*Consegna a*: Ricopia senza modifiche le righe delle voci, dall'inizio delle voci fino alla riga con "[491,328,626,617]", inclusa.

*Pagina*:
Newsletter, Omaggi, Area acquisti e molto altro. Scopri la tua area riservata: Registrati Entra Scopri l'Area Riservata: Registrati Entra
Home / Articoli / Il potere sulle banche su moneta e capitale

Il potere sulle banche su moneta e capitale

di Raffaele Ragni - 14/01/2008

 

Il potere sulle banche su moneta e capitale



Le monete metalliche e le banconote esistono fin dagli albori del capitalismo. Sono chiamate denaro liquido o contante. E’ la forma che assumono i soldi nell’immaginario collettivo. Oramai si utilizzano solo per i piccoli acquisti. La loro circolazione è sostituita da flussi di valuta per impulso elettronico, innescato da carte di credito e bancomat rilasciati dalle banche ai correntisti. In realtà il contante non è che una piccola parte di ciò che, nel sistema economico, svolge la funzione di moneta.
In teoria qualunque cosa potrebbe servire da moneta, se ci si accorda ad utilizzarla come tale. Tuttavia, a rendere moneta un certo bene, non basta che alcune sue peculiarità - come la forma, il peso, la materia prima - lo rendano particolarmente adatto alla circolazione e alla tesaurizzazione. Deve avere un’utilità sociale, espressamente o tacitamente riconosciuta. Pertanto, non sono moneta tutti i valori che potrebbero servire da moneta, ma soltanto quelli a cui vengano attribuite un insieme di funzioni di rilevanza collettiva. La moneta è quindi, nella sua essenza, un prodotto della comunità. La natura e il lavoro umano non producono moneta, ma beni e valori che diventano tale per convenzione sociale.
L’accordo da cui nasce la moneta consiste, in primo luogo, nell’accettare di barattare le merci, non più tra loro, ma sempre e soltanto con una stessa merce, appunto quella che funge da moneta (intermediario degli scambi). In secondo luogo, nel decidere di misurare in moneta il valore di ogni bene, definendo un rapporto di cambio in virtù del maggiore o minore valore monetario di ciascuno (unità di conto). Svolgendo queste due funzioni, che la rendono veicolo e simbolo di ricchezza, la moneta tende ad essere tesaurizzata a scopi precauzionali (riserva di valore). Anche questa terza funzione ha un significato sociale, perché scaturisce dalla percezione del rapporto tra individui e classi, ma ha riflessi economici, perché condiziona la dinamica del sistema nelle relazioni tra sfere, mercati ed operatori.
In un sistema economico complesso, tutti i mezzi di pagamento e i titoli di credito che hanno funzione di moneta sono individuati ed accorpati in base al grado di liquidità, cioè alla capacità di fungere da denaro immediatamente disponibile. La Banca d’Italia, fin dal 1985, distingue 3 livelli di liquidità, a cui corrispondono 3 aggregati monetari. E’ possibile introdurre nuovi aggregati o ridefinire quelli esistenti. Ciò al fine di allargare la base monetaria, concetto che comprende la moneta legale e tutte le attività finanziarie trasformabili rapidamente in moneta legale, che le banche possono costituire in riserva obbligatoria presso la banca centrale. E’ definita anche moneta ad alto potenziale o liquidità di base, poiché rappresenta il fondamento da cui si sviluppa il meccanismo di creazione della liquidità.

(Voci grezze)
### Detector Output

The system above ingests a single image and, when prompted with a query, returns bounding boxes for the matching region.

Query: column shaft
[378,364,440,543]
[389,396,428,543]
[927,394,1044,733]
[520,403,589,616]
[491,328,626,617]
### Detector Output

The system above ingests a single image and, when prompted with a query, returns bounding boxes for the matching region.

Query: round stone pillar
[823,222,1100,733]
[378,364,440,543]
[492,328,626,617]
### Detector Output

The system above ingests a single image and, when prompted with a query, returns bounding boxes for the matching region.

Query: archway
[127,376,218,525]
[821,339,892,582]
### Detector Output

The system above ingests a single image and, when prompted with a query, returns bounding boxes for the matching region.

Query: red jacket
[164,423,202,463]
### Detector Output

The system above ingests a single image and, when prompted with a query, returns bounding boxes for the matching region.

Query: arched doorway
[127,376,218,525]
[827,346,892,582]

*Consegna b*: Secondo l'articolo sul potere delle banche, da quale anno la Banca d'Italia distingue 3 livelli di liquidità?

*Risposta definitiva a*:
### Detector Output

The system above ingests a single image and, when prompted with a query, returns bounding boxes for the matching region.

Query: column shaft
[378,364,440,543]
[389,396,428,543]
[927,394,1044,733]
[520,403,589,616]
[491,328,626,617]

*Risposta definitiva b*: Dal 1985.